[Items from a dataset]
----------
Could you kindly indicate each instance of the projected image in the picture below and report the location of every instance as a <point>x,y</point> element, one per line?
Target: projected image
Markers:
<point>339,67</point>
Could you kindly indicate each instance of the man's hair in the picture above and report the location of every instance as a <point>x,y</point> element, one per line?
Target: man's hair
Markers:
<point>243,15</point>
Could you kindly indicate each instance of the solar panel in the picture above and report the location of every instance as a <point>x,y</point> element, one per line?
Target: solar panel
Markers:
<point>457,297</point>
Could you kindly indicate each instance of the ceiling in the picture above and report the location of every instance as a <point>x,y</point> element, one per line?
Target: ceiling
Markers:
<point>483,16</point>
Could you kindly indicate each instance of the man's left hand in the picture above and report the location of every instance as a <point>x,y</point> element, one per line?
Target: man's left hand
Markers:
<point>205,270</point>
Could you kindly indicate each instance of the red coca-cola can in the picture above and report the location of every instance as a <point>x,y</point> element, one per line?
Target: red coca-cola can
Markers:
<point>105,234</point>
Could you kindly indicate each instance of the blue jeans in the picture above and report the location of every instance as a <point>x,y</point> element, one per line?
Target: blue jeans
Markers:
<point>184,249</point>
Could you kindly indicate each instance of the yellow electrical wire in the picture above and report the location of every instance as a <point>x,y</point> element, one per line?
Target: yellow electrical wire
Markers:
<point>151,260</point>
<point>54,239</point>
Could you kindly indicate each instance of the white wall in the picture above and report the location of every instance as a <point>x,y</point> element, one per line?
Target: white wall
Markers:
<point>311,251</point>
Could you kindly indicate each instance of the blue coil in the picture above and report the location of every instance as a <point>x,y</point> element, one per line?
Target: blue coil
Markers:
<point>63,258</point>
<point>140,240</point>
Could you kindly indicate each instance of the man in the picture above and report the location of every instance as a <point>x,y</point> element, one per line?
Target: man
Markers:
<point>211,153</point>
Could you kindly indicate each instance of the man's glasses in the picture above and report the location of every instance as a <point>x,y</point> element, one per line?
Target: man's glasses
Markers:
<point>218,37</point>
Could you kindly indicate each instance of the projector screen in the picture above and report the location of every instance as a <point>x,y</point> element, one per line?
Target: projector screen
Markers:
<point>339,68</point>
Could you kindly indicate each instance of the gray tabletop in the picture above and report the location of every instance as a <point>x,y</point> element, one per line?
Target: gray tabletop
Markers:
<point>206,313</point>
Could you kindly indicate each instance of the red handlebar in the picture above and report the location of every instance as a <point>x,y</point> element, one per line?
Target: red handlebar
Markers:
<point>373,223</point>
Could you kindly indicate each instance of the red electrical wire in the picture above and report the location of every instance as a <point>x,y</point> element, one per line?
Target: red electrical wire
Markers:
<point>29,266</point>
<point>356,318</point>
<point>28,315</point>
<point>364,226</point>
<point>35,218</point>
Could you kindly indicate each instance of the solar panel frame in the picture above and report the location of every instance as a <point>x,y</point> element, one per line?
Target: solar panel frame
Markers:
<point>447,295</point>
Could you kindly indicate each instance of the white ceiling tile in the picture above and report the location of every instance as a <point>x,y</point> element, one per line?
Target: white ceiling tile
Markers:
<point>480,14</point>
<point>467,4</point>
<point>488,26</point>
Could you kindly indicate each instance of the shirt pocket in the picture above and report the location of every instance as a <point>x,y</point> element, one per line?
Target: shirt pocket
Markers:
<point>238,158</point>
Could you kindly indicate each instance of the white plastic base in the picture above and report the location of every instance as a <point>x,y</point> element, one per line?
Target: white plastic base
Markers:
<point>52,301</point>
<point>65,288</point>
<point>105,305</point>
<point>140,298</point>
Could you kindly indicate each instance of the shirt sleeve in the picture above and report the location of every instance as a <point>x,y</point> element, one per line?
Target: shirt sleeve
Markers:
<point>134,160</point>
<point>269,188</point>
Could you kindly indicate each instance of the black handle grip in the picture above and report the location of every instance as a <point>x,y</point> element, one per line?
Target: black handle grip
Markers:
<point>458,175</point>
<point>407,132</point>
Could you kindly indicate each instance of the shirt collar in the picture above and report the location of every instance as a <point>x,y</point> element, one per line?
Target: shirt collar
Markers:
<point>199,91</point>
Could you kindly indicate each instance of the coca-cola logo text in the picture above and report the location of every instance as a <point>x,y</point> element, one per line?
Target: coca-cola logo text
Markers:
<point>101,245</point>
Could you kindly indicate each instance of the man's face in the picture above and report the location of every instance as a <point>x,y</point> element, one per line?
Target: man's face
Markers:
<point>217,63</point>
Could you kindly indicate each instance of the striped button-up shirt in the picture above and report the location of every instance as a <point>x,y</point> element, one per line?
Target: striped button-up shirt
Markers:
----------
# GIVEN EXERCISE:
Can you repeat every one of the items above word for word, without changing anything?

# FINISHED TASK:
Could you kindly indicate each instance of the projected image in the picture below and report the location of every instance as a <point>x,y</point> element, one per line?
Target: projected image
Markers:
<point>339,67</point>
Could you kindly indicate each instance of the man's hair in the picture above and report the location of every instance as a <point>x,y</point> element, one per line?
Target: man's hair
Markers:
<point>243,15</point>
Could you kindly indicate each instance of the solar panel in the picture above and report the location of every instance as a <point>x,y</point> element, one per line?
Target: solar panel
Markers:
<point>457,297</point>
Could you kindly indicate each instance of the ceiling in the picture above and report the location of every instance as a <point>x,y</point> element, one per line?
Target: ceiling
Markers:
<point>483,16</point>
Could you kindly indicate each instance of the man's left hand in the picture above and report the location of every instance as a <point>x,y</point> element, one per line?
Target: man's left hand
Markers:
<point>205,270</point>
Could you kindly indicate each instance of the red coca-cola can in the picture above and report the location of every instance as a <point>x,y</point> element, one per line?
Target: red coca-cola can
Markers:
<point>105,234</point>
Could you kindly indicate each instance of the blue jeans in the picture above and report the location of every instance as a <point>x,y</point> element, one per line?
Target: blue jeans
Markers:
<point>184,249</point>
Could you kindly indicate each instance of the yellow electrical wire in the picture above and report the location of every instance as a <point>x,y</point> element, one per line?
Target: yellow electrical wire
Markers:
<point>151,260</point>
<point>54,239</point>
Could you kindly indicate each instance of the white wall in the picture above and report the location of every instance as a <point>x,y</point> element, one per line?
Target: white wall
Markers:
<point>311,251</point>
Could you kindly indicate each instance of the blue coil in the picture above and report the location of every instance as a <point>x,y</point> element, one per line?
Target: blue coil
Markers:
<point>63,258</point>
<point>140,240</point>
Could you kindly indicate each instance of the man in the picture above and report the location of every instance as a <point>x,y</point> element, one per line?
Target: man
Markers:
<point>211,153</point>
Could you kindly indicate each instance of the man's glasses in the picture above and report the location of every instance as a <point>x,y</point> element, one per line?
Target: man's glasses
Markers:
<point>218,37</point>
Could you kindly indicate each instance of the projector screen in the picture above and report the location of every instance as a <point>x,y</point> element, one per line?
Target: projector screen
Markers:
<point>339,68</point>
Could you kindly indicate each instance of the gray tabletop in the picture above and report the location of every instance as a <point>x,y</point> element, one per line?
Target: gray tabletop
Markers:
<point>206,313</point>
Could you kindly indicate each instance of the red handlebar in the picture above and report the location of every instance as a <point>x,y</point> element, one per line?
Target: red handlebar
Markers:
<point>373,223</point>
Could you kindly indicate each instance of the red electrical wire in the picture above and report the location of every instance as a <point>x,y</point> element, one per line?
Target: red electrical wire
Markers:
<point>29,266</point>
<point>356,318</point>
<point>28,315</point>
<point>364,226</point>
<point>35,218</point>
Could you kindly indicate each instance of the solar panel frame in the picture above and report the location of every instance as a <point>x,y</point> element, one per line?
Target: solar panel frame
Markers:
<point>447,295</point>
Could you kindly indicate each instance of the white ceiling tile in the picture above and report the location of every instance as a <point>x,y</point> element, one per line?
Target: white ceiling tile
Markers:
<point>480,14</point>
<point>467,4</point>
<point>488,26</point>
Could you kindly indicate each instance of the shirt pocket in the picture above and report the location of every instance as a <point>x,y</point> element, one per line?
Target: shirt pocket
Markers:
<point>238,158</point>
Could you kindly indicate each instance of the white plastic base in the picture above and report the location of every instance as a <point>x,y</point> element, one per line?
Target: white plastic base
Markers:
<point>52,301</point>
<point>65,288</point>
<point>105,305</point>
<point>140,298</point>
Could you kindly indicate each instance of the shirt sleeve in the picture above and report the location of every instance as a <point>x,y</point> element, one per line?
Target: shirt sleeve
Markers:
<point>134,160</point>
<point>269,188</point>
Could you kindly indicate each instance of the black handle grip in the picture above and report the location of every instance as a <point>x,y</point> element, one per line?
Target: black handle grip
Markers:
<point>458,175</point>
<point>407,132</point>
Could you kindly indicate each instance of the shirt collar in the picture above and report the location of every instance as a <point>x,y</point> element, one per line?
Target: shirt collar
Markers:
<point>199,91</point>
Could you kindly indicate each instance of the coca-cola logo text in the picture above and report the location of every instance as a <point>x,y</point> element, one per line?
Target: coca-cola logo text
Markers:
<point>101,245</point>
Could you kindly indicate each instance of the man's face in the picture above and report the location of every instance as a <point>x,y</point> element, one per line?
Target: man's face
Markers:
<point>217,63</point>
Could you kindly indicate each instance of the striped button-up shirt in the picture above and report the location of every instance as a <point>x,y</point> element, one per line?
Target: striped button-up shirt
Markers:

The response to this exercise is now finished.